=== INPUT RECORDS ===
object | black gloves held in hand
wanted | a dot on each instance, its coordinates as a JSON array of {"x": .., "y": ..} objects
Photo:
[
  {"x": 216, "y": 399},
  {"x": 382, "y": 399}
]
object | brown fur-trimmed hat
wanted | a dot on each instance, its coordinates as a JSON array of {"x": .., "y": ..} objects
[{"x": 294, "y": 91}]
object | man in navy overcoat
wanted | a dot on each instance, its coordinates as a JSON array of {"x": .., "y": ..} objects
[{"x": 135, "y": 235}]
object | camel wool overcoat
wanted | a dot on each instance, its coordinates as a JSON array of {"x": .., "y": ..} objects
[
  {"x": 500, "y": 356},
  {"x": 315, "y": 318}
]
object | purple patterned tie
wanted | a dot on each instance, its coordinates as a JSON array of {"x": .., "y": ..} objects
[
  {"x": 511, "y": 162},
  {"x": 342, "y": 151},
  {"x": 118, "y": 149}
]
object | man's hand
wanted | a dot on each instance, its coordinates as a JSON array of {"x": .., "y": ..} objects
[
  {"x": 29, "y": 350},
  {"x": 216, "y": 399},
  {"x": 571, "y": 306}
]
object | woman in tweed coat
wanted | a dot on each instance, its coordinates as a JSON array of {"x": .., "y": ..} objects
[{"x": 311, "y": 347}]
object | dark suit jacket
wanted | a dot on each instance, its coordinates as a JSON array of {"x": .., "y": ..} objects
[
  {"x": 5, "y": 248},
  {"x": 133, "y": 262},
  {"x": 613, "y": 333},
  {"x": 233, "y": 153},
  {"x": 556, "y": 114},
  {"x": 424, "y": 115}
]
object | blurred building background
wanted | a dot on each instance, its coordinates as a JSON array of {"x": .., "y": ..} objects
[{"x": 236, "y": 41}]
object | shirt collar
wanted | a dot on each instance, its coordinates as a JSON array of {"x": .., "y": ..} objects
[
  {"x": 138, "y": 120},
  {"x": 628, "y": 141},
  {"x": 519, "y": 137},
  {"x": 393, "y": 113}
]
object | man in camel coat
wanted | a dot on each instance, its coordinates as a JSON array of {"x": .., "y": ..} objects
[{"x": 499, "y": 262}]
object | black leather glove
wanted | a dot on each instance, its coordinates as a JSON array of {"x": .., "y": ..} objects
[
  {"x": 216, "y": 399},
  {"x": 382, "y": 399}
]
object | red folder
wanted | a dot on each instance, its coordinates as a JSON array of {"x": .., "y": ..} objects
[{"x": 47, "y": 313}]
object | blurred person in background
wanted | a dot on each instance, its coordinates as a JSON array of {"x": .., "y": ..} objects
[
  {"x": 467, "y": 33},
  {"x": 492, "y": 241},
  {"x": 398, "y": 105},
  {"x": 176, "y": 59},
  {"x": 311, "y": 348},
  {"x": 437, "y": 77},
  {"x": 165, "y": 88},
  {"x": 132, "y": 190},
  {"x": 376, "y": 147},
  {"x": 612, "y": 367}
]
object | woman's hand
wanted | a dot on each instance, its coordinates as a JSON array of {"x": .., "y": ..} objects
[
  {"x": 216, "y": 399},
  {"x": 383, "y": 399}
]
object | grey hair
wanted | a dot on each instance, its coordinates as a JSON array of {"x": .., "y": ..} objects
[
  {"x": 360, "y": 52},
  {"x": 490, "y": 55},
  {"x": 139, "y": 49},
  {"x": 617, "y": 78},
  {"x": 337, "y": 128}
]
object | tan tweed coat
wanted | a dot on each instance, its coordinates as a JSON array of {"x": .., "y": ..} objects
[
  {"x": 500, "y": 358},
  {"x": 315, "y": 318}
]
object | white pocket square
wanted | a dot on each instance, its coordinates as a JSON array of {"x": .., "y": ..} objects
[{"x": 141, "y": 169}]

=== YOUR TASK ===
Every line above must be repeated exactly as it appears.

=== RESPONSE AREA ===
object | black gloves held in hand
wanted | a dot on each instance, its coordinates as a JSON array of {"x": .., "y": ..} objects
Photo:
[
  {"x": 216, "y": 399},
  {"x": 382, "y": 399}
]
object | brown fur-trimmed hat
wanted | a dot on each instance, its coordinates as a JSON array of {"x": .., "y": ..} objects
[{"x": 294, "y": 91}]
object | man in navy overcoat
wanted | a dot on each instance, its coordinates as a JSON array of {"x": .., "y": ..} objects
[{"x": 135, "y": 235}]
object | camel wool overcoat
wanted | a dot on each instance, its coordinates as a JSON array of {"x": .., "y": ..} objects
[
  {"x": 500, "y": 356},
  {"x": 315, "y": 318}
]
object | purple patterned tie
wanted | a dot on each instance, its coordinates as a JSON array of {"x": .., "y": ..} objects
[
  {"x": 511, "y": 162},
  {"x": 342, "y": 151},
  {"x": 118, "y": 149}
]
object | man's hand
wanted | a dot on each instance, its coordinates as a JSON array of {"x": .., "y": ..} objects
[
  {"x": 29, "y": 350},
  {"x": 216, "y": 399},
  {"x": 571, "y": 306}
]
object | woman in tweed coat
wanted | a dot on each instance, its coordinates as a JSON array of {"x": .., "y": ..} objects
[{"x": 311, "y": 347}]
object | dark suit jacket
wanted | a dot on each instance, its coordinates as a JSON array of {"x": .., "y": ..} objects
[
  {"x": 5, "y": 248},
  {"x": 133, "y": 262},
  {"x": 613, "y": 333},
  {"x": 233, "y": 153},
  {"x": 556, "y": 114},
  {"x": 424, "y": 115}
]
object | blurred building background
wanted | a dot on each instance, its coordinates as a JSON array of {"x": .., "y": ..} objects
[{"x": 236, "y": 41}]
object | shirt collar
wanted | a dot on each instance, its coordinates as a JSON array of {"x": .., "y": ..} objects
[
  {"x": 138, "y": 120},
  {"x": 628, "y": 141},
  {"x": 519, "y": 137},
  {"x": 393, "y": 113}
]
object | man in camel coat
wanted | a dot on each instance, its coordinates as a JSON array of {"x": .., "y": ..} objects
[{"x": 499, "y": 262}]
object | black leather glove
wanted | a dot on each instance, its coordinates as a JSON array of {"x": .., "y": ..} objects
[
  {"x": 216, "y": 399},
  {"x": 382, "y": 399}
]
object | red folder
wanted | a dot on each instance, its coordinates as a JSON array of {"x": .., "y": ..} objects
[{"x": 47, "y": 313}]
object | blurred person in background
wanted | a dot on each instance, its coordinates as a JSON array of {"x": .., "y": ..} objects
[
  {"x": 467, "y": 33},
  {"x": 492, "y": 241},
  {"x": 398, "y": 105},
  {"x": 176, "y": 59},
  {"x": 311, "y": 348},
  {"x": 437, "y": 77},
  {"x": 165, "y": 88},
  {"x": 132, "y": 190},
  {"x": 376, "y": 147},
  {"x": 612, "y": 367}
]
object | woman's hand
wanted | a dot on each instance, its coordinates as a JSON array of {"x": .., "y": ..} objects
[
  {"x": 216, "y": 399},
  {"x": 383, "y": 399}
]
object | grey hair
wanted | a dot on each instance, its coordinates as a JSON array of {"x": .., "y": ..} objects
[
  {"x": 360, "y": 52},
  {"x": 490, "y": 55},
  {"x": 139, "y": 49},
  {"x": 617, "y": 78},
  {"x": 337, "y": 128}
]
object | tan tweed coat
wanted | a dot on each instance, its coordinates as a JSON array of {"x": .., "y": ..} objects
[
  {"x": 500, "y": 358},
  {"x": 315, "y": 318}
]
object | white pocket square
wanted | a dot on each instance, its coordinates as a JSON array of {"x": .., "y": ..} objects
[{"x": 141, "y": 169}]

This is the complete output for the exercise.